Exercise goal | In the material below, edit the lines between the one holding "Where can the eroded" and the one holding "<point>164,532</point>", inclusive. Replace "wispy" with "thin" and leave everything else unchanged.

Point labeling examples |
[Start]
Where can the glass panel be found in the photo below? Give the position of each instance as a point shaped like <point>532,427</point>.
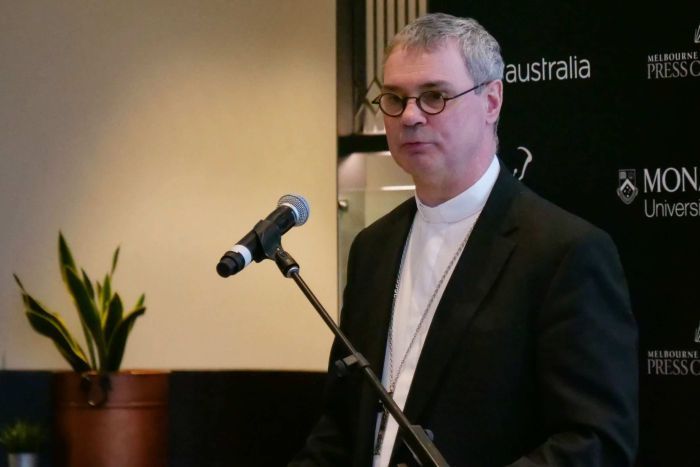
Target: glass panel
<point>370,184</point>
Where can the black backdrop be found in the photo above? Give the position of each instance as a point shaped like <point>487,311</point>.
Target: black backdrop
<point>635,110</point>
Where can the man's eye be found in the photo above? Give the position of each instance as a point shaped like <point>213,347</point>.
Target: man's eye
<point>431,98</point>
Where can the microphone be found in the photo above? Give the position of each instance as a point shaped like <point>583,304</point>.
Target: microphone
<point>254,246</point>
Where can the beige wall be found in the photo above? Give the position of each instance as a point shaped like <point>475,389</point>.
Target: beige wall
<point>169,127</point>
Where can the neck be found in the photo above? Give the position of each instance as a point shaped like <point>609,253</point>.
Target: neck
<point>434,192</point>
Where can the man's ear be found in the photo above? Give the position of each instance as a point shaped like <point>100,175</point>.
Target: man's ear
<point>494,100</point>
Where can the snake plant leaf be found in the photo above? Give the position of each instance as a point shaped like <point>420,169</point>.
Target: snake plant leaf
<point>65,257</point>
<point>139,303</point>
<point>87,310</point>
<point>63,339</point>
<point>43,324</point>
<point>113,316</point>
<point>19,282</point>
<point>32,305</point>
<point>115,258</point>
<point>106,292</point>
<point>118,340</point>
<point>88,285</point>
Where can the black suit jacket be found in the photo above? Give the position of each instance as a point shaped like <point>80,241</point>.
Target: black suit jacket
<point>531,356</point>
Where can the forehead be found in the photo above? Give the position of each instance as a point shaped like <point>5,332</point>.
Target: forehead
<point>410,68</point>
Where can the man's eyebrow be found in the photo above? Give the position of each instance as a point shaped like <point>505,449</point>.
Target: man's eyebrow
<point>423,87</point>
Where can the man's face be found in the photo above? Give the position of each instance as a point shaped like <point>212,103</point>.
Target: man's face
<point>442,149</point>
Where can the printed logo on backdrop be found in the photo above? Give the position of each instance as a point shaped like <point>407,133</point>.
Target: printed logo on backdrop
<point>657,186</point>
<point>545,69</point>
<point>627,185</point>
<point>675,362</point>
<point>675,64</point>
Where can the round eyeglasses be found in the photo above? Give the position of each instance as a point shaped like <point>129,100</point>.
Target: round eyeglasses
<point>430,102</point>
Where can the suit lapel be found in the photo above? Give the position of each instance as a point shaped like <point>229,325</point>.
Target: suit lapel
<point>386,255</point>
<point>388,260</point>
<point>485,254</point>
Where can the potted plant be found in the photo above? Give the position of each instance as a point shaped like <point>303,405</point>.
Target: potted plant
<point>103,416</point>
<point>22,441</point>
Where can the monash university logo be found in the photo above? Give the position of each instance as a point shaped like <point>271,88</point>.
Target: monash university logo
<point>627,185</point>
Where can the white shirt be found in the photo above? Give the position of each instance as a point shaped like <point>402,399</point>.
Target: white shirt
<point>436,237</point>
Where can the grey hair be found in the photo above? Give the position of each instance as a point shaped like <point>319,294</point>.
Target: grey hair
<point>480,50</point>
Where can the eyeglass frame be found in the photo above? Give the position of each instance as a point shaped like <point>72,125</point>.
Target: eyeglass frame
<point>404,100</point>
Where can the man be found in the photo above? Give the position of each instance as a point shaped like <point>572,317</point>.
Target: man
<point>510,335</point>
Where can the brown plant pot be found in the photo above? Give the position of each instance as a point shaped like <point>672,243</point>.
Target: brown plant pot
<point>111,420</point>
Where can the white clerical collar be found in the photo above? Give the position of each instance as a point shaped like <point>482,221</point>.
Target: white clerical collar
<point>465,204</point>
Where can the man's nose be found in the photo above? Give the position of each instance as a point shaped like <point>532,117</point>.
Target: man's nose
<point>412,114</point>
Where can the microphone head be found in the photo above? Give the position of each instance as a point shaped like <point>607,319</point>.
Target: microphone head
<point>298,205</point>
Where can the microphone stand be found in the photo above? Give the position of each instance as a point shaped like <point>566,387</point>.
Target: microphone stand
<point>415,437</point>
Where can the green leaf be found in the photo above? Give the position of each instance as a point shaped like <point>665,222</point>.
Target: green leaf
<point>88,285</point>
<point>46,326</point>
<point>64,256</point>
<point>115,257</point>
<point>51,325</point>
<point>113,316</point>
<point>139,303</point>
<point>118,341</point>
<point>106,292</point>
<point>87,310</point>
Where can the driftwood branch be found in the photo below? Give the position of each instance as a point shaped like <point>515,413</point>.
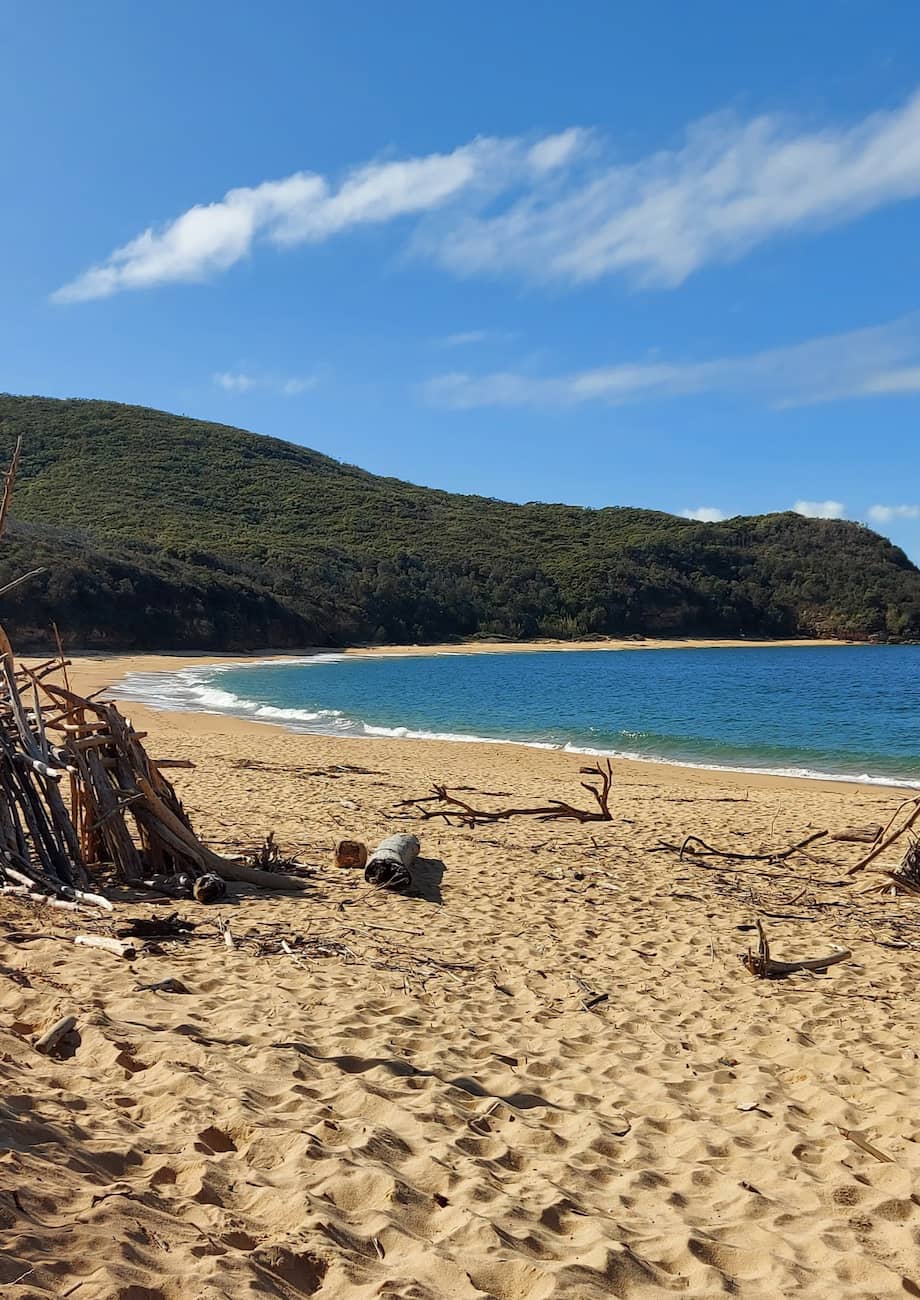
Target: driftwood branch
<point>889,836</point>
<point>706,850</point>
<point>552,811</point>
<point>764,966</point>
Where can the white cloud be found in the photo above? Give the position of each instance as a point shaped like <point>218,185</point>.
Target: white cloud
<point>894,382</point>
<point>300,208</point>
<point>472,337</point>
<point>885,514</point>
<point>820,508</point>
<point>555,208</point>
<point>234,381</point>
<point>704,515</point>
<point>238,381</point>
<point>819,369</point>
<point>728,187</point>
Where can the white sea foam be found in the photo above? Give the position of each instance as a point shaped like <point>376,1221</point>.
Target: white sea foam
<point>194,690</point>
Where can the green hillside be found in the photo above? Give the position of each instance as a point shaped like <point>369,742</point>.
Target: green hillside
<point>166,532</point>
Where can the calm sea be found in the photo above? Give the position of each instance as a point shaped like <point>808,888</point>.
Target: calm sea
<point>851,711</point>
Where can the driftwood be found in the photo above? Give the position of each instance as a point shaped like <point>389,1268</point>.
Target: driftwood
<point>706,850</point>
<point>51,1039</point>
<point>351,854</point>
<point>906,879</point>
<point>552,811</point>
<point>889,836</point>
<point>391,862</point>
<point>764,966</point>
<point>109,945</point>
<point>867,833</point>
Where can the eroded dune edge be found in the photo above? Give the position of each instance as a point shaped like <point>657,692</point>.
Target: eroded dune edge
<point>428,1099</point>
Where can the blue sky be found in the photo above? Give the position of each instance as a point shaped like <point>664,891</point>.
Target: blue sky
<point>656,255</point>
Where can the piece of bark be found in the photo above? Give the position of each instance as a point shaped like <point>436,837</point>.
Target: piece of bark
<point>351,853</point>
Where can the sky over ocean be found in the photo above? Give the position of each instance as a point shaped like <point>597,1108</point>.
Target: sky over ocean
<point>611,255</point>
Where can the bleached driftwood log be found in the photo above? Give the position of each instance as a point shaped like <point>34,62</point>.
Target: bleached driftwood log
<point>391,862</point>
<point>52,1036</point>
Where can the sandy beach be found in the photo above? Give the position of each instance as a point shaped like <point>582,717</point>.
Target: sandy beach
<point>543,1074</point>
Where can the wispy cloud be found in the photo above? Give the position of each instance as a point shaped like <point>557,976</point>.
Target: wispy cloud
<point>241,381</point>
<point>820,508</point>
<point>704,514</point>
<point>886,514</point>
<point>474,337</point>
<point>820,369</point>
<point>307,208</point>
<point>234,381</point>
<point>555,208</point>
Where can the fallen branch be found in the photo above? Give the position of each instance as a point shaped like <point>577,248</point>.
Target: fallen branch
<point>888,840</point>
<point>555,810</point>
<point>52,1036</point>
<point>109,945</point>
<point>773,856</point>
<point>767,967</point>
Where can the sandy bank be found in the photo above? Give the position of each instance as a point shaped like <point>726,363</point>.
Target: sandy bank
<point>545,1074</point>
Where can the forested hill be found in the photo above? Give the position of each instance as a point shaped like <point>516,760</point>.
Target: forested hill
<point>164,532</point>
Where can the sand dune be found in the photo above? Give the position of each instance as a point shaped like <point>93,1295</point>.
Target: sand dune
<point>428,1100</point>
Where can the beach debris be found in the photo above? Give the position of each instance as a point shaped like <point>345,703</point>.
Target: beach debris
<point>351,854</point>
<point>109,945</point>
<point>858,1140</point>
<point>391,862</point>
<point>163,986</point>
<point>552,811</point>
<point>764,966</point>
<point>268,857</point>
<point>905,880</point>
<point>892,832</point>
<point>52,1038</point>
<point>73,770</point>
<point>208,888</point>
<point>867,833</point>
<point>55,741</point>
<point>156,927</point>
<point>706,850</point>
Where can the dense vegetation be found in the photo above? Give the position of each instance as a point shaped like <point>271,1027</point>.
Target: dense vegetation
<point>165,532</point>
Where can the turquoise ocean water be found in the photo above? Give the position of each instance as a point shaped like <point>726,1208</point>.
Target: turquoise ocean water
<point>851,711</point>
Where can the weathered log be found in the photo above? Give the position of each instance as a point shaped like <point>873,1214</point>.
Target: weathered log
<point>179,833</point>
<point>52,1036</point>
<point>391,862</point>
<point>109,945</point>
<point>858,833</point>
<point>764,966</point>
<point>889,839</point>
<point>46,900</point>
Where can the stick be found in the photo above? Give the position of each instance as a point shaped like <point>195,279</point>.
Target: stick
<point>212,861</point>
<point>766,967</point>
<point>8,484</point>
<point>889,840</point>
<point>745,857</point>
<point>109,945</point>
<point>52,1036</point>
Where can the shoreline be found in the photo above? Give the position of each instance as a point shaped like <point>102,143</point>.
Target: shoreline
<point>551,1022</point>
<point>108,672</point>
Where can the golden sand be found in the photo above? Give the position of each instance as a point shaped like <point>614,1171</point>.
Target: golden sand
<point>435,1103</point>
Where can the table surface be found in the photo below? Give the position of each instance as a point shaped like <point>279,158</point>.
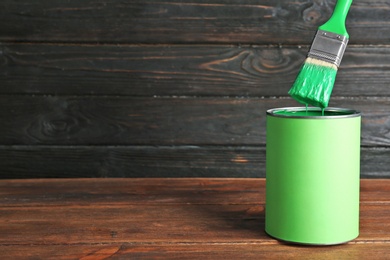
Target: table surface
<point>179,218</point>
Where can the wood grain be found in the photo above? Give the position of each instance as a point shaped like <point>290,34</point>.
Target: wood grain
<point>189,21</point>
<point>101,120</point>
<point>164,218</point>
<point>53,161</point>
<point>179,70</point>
[End]
Response |
Where can the eroded dune edge be found in the photo above? Give the position of each instance as a point shaped like <point>657,692</point>.
Target: eroded dune edge
<point>428,1099</point>
Where can the blue sky be found in the photo above? Give the position of each instance as a point shaped like <point>664,891</point>.
Target: blue sky
<point>656,255</point>
Where can the piece of bark be found in the photo above? Give the position of each instance as a point shaped like <point>436,837</point>.
Target: piece of bark
<point>351,853</point>
Where can the sky over ocean be found in the photo above? Give the position of each instance as a point shaped like <point>597,1108</point>.
Target: sky over ocean
<point>611,255</point>
Where can the bleached driftwood log be found in the photo above? Give the position of each instance as a point shaped like <point>34,62</point>.
Target: bleached driftwood log
<point>391,862</point>
<point>52,1036</point>
Where can the sandy beach be found in the photo above? Give the position of each instance as a point shaped like <point>582,717</point>.
Target: sandy beach
<point>543,1074</point>
Where can the thin cloud be found in the photo above? Give the position of each instance as a point shaped like <point>557,976</point>.
Target: thin cloud
<point>241,381</point>
<point>820,508</point>
<point>704,514</point>
<point>886,514</point>
<point>474,337</point>
<point>820,369</point>
<point>307,208</point>
<point>234,381</point>
<point>555,208</point>
Where can the fallen branch be found in the photo above? Give the position of each instance as a point shaped like <point>577,248</point>.
Target: fallen branch
<point>888,840</point>
<point>555,810</point>
<point>52,1036</point>
<point>109,945</point>
<point>773,856</point>
<point>767,967</point>
Where can the sandy bank be found in the photo above? Give the position of each instance as a point shaped like <point>726,363</point>.
Target: sandy bank
<point>545,1074</point>
Where can the forested hill be found in the photo above? Give the position of each instance as a point shaped like <point>516,760</point>.
Target: forested hill
<point>164,532</point>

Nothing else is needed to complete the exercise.